TEXT EXCERPT:
------
Dessert gooseberries

It was Gilbert who introduced me to gooseberry gin. He produced a battered old hip flask out of a hidden pocket in his fatigues. We were foraging for wild cherry plums and were resting on a mossy bank. Gilbert opened the stopper with a flourish.
“I bet that you haven’t tasted this delicacy before.”
One sip and I was hooked and eager to make my own. I even had an old inherited hip flask knocking about the cottage somewhere.

This particular brew was made from red dessert gooseberries. These berries are far less tart than the green ones and can be guzzled raw. Consequently red gooseberry liqueur calls for less sugar in the mix. In the recipe below I give sugar quantities for both red and green gooseberries. As you can see from the photo I prefer to pick my dessert gooseberries when they are still not quite ripe. In a couple of weeks time I’ll make a sweeter ripe red version.
------
RAW DATA:

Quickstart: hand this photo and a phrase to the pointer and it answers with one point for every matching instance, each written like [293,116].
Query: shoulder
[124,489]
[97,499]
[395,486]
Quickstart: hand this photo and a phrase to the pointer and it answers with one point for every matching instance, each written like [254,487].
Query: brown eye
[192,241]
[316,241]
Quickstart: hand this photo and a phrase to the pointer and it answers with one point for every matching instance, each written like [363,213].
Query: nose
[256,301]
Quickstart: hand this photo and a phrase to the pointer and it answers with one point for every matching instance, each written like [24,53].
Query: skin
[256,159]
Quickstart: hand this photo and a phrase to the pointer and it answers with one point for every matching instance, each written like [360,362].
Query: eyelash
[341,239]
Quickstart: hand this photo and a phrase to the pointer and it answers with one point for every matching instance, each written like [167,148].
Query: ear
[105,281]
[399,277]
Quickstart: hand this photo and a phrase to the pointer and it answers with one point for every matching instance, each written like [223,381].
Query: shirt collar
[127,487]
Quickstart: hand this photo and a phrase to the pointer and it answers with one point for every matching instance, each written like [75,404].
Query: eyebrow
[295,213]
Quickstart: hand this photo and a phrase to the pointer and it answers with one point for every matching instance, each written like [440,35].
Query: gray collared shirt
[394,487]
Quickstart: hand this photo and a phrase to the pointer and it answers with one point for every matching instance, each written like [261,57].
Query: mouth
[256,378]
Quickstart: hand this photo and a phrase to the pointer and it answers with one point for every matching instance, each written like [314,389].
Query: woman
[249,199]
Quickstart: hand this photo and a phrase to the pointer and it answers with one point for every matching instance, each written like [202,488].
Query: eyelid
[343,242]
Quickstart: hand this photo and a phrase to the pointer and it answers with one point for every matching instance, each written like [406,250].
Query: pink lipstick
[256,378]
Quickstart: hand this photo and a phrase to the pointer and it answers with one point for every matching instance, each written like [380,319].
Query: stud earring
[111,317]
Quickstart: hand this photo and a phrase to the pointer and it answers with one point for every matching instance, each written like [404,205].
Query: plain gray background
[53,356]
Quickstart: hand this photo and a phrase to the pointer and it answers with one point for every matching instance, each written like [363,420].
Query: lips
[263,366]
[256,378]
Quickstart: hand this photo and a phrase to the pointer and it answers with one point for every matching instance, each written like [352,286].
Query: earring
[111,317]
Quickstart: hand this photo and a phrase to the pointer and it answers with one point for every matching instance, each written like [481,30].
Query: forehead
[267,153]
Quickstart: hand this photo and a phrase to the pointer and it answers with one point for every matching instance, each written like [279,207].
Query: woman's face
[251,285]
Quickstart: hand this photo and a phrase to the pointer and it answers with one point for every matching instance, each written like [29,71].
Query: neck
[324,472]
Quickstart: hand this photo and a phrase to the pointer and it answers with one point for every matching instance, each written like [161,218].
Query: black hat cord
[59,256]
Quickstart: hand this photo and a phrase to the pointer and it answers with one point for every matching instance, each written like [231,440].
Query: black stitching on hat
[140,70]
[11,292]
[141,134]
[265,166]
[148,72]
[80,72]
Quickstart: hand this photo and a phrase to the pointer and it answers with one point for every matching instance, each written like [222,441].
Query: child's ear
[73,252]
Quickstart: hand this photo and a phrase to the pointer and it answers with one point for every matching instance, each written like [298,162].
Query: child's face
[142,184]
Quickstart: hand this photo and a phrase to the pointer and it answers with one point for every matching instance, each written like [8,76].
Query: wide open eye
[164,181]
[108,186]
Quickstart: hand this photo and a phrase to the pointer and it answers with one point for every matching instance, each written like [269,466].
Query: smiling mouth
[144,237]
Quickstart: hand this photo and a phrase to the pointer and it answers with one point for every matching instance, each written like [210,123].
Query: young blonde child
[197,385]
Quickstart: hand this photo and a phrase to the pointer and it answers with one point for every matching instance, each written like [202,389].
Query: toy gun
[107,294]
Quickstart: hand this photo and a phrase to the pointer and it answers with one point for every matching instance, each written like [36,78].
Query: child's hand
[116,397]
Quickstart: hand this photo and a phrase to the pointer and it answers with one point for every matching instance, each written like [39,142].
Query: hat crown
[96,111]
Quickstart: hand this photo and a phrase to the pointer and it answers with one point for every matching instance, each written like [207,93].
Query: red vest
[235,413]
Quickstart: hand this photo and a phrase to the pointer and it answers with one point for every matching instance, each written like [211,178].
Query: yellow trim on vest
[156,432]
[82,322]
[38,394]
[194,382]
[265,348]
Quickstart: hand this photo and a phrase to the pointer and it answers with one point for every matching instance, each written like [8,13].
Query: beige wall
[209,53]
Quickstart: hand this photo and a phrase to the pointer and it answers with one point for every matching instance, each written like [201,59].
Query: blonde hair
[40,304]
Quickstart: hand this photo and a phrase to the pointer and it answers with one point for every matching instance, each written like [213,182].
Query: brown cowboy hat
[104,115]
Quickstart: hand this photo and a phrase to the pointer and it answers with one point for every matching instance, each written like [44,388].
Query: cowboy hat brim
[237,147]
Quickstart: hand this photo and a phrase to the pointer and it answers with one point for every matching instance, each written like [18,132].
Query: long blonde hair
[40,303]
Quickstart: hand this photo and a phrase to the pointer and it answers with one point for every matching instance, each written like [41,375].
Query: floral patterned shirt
------
PROBLEMS TO WORK ON:
[1] Count the lines of the records that contain the word "cowboy", and reply with that number only.
[2] Extend the passage about gooseberry gin, picking up right after its final sentence.

ANSWERS BY TASK:
[1] 2

[2]
When I first tasted Gilbert’s grog we just had one green gooseberry bush in the garden. A nameless variety that I’d swapped with an old gardener in the village for a few jars of chutney. It’s easy to miss an occasional berry and this one bush has self seeded – the progeny are two hefty children and just this year I spotted a new baby.

Since our foraging outing was in Autumn, the gooseberry picking season was over, I immediately invested in two Hinnonmaki Red gooseberry plants from Homebase. These are reasonably priced slim line bushes that are sold in oblong boxes and need a few years to establish themselves well. If you are impatient for a more mature gooseberry bush there loads available online but to be quite honest we’ve had great results from the Homebase ones. It’s worth taking a peek in the boxes and choosing the ones that have the best, sturdy growth.

If you are a  gooseberry fan, investing in a desert gooseberry bush as well as a green one extends the season as dessert gooseberries ripen far later than the tart, green ones.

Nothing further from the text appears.